--- Requirement ---
Filter these entries down to the lines that hold the word "toddler", and show each of them.

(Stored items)
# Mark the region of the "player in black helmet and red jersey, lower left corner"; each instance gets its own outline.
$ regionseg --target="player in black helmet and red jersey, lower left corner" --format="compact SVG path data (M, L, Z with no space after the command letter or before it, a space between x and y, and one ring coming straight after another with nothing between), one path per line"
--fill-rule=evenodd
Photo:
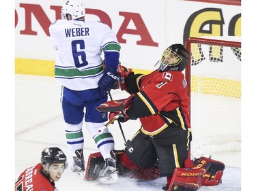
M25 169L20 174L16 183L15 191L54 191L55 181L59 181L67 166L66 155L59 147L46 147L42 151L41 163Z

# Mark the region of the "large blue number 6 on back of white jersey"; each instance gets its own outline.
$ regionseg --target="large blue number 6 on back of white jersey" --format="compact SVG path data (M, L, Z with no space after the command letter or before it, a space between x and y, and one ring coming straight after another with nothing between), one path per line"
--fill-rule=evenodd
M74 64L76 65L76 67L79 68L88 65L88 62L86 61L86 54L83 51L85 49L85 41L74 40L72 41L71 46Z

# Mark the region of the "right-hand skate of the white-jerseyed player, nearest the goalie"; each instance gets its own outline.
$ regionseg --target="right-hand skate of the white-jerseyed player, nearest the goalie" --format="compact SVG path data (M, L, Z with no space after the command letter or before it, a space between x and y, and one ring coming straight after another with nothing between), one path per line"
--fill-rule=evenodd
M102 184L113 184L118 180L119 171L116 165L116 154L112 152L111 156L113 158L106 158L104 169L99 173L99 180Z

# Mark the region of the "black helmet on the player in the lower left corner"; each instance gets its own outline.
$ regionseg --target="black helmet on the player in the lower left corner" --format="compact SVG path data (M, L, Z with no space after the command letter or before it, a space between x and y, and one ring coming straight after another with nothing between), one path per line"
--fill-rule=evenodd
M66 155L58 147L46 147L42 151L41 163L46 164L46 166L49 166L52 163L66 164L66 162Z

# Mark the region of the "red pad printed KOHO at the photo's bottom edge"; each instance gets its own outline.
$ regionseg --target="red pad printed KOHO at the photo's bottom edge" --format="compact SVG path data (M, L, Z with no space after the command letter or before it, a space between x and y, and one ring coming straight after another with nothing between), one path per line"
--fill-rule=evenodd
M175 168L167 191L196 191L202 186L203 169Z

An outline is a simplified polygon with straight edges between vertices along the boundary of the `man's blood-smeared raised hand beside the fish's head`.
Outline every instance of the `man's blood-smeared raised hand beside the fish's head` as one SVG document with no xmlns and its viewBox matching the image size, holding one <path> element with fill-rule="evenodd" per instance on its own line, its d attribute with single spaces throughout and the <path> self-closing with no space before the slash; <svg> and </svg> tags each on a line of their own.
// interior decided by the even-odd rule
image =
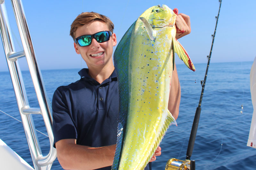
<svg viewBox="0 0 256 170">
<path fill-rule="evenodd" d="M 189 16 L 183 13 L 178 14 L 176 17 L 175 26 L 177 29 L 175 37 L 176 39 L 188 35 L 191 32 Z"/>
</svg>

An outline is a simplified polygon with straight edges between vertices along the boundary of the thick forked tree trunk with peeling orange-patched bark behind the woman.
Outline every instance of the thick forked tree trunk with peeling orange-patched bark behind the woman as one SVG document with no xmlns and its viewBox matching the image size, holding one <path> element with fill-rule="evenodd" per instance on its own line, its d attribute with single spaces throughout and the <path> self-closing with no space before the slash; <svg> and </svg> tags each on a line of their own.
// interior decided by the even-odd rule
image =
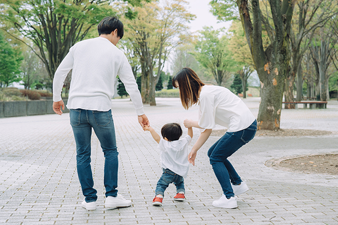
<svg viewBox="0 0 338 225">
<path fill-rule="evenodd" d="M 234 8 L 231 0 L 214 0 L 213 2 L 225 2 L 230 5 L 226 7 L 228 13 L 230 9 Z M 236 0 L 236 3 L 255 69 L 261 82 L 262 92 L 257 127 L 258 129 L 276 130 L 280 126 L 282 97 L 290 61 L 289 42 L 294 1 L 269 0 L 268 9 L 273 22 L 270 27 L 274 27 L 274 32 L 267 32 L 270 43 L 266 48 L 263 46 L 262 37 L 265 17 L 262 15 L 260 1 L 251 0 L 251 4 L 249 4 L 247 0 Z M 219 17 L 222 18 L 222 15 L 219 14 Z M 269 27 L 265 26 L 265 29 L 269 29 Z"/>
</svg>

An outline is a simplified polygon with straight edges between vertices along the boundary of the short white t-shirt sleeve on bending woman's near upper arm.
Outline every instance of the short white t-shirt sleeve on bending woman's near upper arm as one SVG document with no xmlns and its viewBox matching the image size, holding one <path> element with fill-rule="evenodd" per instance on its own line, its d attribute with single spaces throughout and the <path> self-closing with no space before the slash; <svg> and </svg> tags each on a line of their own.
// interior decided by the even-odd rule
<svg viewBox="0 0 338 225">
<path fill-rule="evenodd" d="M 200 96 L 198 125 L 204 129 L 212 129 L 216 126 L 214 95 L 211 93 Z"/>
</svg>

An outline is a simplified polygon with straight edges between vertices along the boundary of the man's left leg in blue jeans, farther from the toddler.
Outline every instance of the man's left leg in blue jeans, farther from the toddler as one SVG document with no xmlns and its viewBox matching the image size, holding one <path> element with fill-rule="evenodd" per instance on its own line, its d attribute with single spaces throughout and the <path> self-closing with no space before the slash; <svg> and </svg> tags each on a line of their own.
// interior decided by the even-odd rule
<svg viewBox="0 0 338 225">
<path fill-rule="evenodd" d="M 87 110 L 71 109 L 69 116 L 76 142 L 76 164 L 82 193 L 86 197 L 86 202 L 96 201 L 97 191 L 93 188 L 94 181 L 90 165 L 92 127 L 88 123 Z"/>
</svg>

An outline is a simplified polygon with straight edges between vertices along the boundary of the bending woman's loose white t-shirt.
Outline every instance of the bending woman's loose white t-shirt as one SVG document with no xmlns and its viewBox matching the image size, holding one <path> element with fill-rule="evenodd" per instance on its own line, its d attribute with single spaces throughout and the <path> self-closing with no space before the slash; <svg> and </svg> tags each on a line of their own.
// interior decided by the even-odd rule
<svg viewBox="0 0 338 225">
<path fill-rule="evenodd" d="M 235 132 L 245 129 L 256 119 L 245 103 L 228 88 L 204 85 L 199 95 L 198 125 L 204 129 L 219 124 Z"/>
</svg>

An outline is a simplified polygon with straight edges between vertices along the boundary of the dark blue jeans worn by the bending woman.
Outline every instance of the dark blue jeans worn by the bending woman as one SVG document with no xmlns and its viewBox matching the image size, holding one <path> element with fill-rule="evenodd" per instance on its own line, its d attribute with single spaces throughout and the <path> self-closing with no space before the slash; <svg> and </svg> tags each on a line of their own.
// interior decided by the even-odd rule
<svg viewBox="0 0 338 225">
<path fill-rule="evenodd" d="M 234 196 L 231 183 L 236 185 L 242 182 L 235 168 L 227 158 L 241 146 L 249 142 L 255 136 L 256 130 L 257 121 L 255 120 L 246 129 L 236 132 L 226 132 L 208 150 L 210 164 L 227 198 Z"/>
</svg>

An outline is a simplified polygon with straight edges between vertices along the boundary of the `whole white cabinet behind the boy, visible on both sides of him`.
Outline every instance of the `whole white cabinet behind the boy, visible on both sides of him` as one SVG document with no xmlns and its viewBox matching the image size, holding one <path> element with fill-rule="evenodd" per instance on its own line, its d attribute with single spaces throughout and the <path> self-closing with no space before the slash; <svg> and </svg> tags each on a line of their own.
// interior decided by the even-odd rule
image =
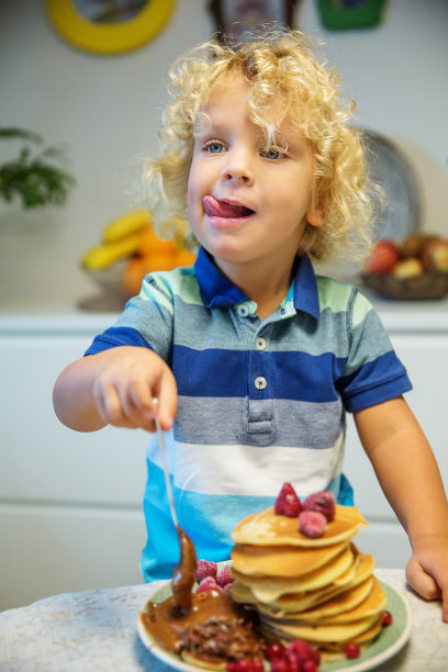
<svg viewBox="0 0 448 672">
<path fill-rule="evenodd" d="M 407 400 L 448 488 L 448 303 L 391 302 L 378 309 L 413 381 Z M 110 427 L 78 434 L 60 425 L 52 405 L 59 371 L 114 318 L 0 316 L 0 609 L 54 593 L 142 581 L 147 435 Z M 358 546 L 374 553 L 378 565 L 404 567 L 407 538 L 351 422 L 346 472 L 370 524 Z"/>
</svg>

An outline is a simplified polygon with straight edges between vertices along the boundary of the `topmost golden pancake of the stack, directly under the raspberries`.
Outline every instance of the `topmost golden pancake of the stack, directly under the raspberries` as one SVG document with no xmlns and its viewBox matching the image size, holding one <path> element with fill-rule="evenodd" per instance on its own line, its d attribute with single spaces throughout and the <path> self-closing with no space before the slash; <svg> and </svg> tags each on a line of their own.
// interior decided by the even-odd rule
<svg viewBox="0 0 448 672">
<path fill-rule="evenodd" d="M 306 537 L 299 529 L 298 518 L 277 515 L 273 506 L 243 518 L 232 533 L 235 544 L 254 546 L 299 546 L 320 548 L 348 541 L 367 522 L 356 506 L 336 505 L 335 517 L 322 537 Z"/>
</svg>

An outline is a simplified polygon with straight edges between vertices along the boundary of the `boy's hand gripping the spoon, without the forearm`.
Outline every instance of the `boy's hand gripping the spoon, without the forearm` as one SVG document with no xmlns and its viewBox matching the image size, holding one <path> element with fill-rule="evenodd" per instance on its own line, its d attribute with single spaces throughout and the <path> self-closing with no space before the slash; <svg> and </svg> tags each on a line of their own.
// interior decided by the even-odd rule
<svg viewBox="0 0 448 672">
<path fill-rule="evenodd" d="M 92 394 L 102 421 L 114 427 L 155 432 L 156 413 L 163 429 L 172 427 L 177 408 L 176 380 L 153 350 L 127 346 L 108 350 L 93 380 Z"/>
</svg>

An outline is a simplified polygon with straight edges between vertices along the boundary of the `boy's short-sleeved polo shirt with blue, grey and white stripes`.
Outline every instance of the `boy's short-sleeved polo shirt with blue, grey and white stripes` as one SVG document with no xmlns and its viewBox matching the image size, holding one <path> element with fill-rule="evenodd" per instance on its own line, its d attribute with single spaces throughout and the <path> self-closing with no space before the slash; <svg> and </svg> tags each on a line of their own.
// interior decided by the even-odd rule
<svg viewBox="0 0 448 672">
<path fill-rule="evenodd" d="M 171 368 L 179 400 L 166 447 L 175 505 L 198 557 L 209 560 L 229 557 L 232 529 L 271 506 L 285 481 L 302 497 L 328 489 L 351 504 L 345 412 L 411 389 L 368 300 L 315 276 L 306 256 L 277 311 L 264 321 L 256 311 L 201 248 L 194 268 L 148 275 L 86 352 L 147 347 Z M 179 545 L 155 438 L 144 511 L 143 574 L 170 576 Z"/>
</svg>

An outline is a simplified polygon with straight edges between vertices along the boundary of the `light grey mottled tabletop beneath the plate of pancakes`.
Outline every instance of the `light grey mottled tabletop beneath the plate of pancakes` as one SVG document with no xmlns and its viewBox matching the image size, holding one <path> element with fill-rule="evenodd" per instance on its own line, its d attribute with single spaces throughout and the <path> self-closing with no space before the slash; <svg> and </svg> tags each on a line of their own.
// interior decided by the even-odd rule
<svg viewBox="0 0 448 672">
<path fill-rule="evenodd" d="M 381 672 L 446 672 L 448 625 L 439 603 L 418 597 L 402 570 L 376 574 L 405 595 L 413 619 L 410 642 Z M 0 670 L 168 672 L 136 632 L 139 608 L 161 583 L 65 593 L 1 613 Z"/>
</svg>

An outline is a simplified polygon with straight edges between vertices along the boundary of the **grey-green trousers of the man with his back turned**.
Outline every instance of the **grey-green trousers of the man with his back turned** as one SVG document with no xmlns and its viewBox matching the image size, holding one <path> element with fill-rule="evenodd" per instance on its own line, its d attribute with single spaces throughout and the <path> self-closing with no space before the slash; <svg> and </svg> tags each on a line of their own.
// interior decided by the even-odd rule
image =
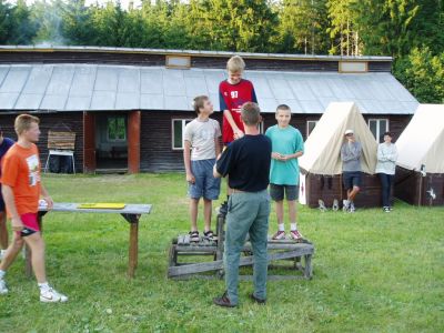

--- Solution to this task ---
An outline is a simplified polygon with straight edges between vertices along the boundary of the man's left leg in blue jeans, farther from the toddler.
Outline every instance of the man's left leg in blue jeans, farther from the toddler as one SVG document with no xmlns and its viewBox matching the image size, holding one <path> element with fill-rule="evenodd" per instance on its own line, its d attribute with single spaces throughout and the <path> self-closing with no space before the slash; <svg> and </svg> tags each on a line of their own.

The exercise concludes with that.